▸ **Exercise aim**: Return the entries below exactly as written.

----- Records to process

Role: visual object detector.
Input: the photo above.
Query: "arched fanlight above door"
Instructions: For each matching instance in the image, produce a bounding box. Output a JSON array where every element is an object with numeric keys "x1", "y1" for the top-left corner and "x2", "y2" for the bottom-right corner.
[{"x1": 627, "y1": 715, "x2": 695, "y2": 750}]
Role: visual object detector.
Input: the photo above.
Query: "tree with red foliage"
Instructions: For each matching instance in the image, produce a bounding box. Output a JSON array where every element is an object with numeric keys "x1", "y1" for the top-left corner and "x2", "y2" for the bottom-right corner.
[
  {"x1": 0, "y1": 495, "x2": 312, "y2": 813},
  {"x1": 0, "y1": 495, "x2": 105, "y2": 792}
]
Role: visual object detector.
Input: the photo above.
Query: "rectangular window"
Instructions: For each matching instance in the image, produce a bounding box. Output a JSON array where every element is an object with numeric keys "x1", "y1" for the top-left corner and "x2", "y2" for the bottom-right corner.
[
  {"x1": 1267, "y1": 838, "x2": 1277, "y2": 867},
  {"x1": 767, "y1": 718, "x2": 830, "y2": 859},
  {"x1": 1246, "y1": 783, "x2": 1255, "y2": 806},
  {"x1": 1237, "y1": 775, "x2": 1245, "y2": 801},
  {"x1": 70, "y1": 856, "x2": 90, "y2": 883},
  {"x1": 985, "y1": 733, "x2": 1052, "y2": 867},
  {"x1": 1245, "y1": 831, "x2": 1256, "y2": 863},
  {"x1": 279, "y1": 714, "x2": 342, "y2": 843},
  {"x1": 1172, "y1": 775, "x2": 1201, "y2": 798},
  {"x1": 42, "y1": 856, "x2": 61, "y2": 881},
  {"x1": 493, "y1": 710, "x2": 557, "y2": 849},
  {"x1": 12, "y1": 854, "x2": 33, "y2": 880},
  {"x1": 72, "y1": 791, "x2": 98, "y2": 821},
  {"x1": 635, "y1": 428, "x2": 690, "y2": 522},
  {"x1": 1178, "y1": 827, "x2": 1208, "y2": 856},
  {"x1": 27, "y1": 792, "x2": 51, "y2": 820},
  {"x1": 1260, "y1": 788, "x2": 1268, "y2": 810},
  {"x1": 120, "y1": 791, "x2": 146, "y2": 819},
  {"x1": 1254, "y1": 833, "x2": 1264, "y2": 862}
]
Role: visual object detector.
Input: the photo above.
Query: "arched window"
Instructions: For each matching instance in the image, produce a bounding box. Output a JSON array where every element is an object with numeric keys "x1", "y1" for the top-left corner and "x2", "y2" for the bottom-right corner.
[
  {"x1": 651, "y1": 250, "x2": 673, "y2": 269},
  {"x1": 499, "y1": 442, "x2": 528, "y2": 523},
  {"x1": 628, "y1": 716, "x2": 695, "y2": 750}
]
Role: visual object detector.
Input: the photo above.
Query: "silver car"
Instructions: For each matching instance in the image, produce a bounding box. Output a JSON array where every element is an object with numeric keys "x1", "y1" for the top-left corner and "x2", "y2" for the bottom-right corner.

----------

▸ **Output of the exercise**:
Role: visual object detector.
Input: the photo above.
Query: "arched fanlight above door"
Instructions: For each matching instance in the image, produce a bounding box. Output a JSON array where every element is an object with numeric keys "x1", "y1" for the top-left corner and "x2", "y2" for the bottom-right corner.
[{"x1": 627, "y1": 715, "x2": 695, "y2": 750}]
Role: visual object detector.
Input: the photo above.
Query: "tree with red foliage"
Instructions: For each matching instance in the image, produce a bounding box. Output a JSON array where every element is an object with numeric keys "x1", "y1" for the top-left corner and "x2", "y2" for the bottom-right corner.
[
  {"x1": 0, "y1": 495, "x2": 312, "y2": 813},
  {"x1": 0, "y1": 495, "x2": 105, "y2": 792}
]
Role: visual object detector.
Input: the photo above.
Query: "rectangular window"
Instructions: For each matching instance in the image, produce a bounding box. Output a JSON array where every element is an object with numeric keys "x1", "y1" for the top-left corner and "x2", "y2" for the bottom-right corner.
[
  {"x1": 1267, "y1": 838, "x2": 1277, "y2": 867},
  {"x1": 767, "y1": 718, "x2": 830, "y2": 859},
  {"x1": 1246, "y1": 783, "x2": 1255, "y2": 806},
  {"x1": 1237, "y1": 775, "x2": 1245, "y2": 801},
  {"x1": 70, "y1": 856, "x2": 90, "y2": 883},
  {"x1": 985, "y1": 733, "x2": 1052, "y2": 867},
  {"x1": 1245, "y1": 831, "x2": 1256, "y2": 863},
  {"x1": 279, "y1": 714, "x2": 342, "y2": 843},
  {"x1": 1172, "y1": 775, "x2": 1201, "y2": 798},
  {"x1": 42, "y1": 856, "x2": 61, "y2": 881},
  {"x1": 493, "y1": 710, "x2": 557, "y2": 849},
  {"x1": 12, "y1": 854, "x2": 33, "y2": 880},
  {"x1": 72, "y1": 791, "x2": 98, "y2": 821},
  {"x1": 635, "y1": 428, "x2": 690, "y2": 522},
  {"x1": 1178, "y1": 827, "x2": 1208, "y2": 856},
  {"x1": 27, "y1": 792, "x2": 51, "y2": 820},
  {"x1": 1260, "y1": 788, "x2": 1268, "y2": 810},
  {"x1": 120, "y1": 791, "x2": 146, "y2": 819},
  {"x1": 1254, "y1": 833, "x2": 1264, "y2": 862}
]
Role: visual object detector.
Input: the photo above.
Query: "arched window"
Instructions: For each matching instance in the image, produce a bounding box. Output a JSON array where every element is an object with numeric keys "x1", "y1" for the top-left corner and "x2", "y2" for the bottom-right corner.
[
  {"x1": 651, "y1": 250, "x2": 673, "y2": 269},
  {"x1": 499, "y1": 442, "x2": 528, "y2": 523},
  {"x1": 628, "y1": 716, "x2": 695, "y2": 750}
]
Role: visual object detector.
Input: the photo above.
Query: "silver car"
Instructions: For each matching instance in the image, produce a bounding box. Output a JSON array where every element is an object with numeric keys "x1", "y1" for the top-left corner and "x2", "y2" for the bottom-right corner.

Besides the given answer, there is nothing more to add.